Set exercise: Give the records below again in full, switching "single dot" to "single mark" wherever it occurs and leaving all other text unchanged.

----

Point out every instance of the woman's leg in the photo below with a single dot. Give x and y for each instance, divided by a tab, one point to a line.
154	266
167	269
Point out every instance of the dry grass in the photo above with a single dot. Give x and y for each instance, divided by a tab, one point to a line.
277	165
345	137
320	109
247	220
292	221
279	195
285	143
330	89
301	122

----

Exercise response:
Point out every instance of the woman's leg in the photo below with a single mark. Give x and y for each instance, divided by a tab, one point to a line.
154	266
167	269
Point out every instance of the dry grass in the photo above with a single mark. Give x and y for each instance, divided by a tab, one point to a line.
277	165
345	137
320	109
247	220
292	221
279	195
285	143
330	89
301	122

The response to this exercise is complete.